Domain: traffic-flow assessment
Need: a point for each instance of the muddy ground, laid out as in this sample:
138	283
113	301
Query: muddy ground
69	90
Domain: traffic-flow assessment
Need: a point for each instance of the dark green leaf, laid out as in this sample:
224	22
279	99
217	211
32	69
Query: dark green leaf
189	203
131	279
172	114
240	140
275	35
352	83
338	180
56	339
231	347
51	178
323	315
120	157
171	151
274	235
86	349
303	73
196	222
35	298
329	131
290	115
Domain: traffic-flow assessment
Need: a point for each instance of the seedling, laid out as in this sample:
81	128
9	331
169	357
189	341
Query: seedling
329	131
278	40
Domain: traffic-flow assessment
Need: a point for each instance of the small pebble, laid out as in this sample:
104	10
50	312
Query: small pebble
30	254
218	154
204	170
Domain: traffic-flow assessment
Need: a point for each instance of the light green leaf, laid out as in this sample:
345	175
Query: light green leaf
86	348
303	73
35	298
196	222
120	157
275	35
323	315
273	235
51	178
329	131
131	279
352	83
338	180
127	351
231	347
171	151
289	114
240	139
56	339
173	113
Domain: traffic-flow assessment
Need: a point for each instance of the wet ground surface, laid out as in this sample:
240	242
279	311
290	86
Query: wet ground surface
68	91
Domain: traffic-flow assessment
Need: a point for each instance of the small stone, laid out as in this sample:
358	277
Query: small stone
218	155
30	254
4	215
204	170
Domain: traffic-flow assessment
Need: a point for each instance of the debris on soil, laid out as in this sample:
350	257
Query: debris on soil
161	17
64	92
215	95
◇ ◇ ◇ ◇ ◇ ◇ ◇
Go through the entries above and copy each line with "laid" in it.

Need: a point for each instance of the muddy ground, laid out as in this sample:
Need: a point for each instance of the dark green leaf, laid out as in this sample:
Need: a point for each instance of the seedling, laid out as in this sample:
Need: a point for each instance of the small pebble, laid out as in this sample:
Need: a point for each instance of the light green leaf, laid out as in this sample:
Need: a point for each instance of the wet ground surface, laid out as in this sample:
Need: a point for each instance of the small stone, laid out as in this sample:
Need: a point for each instance of the debris on soil, laid out as in this sample:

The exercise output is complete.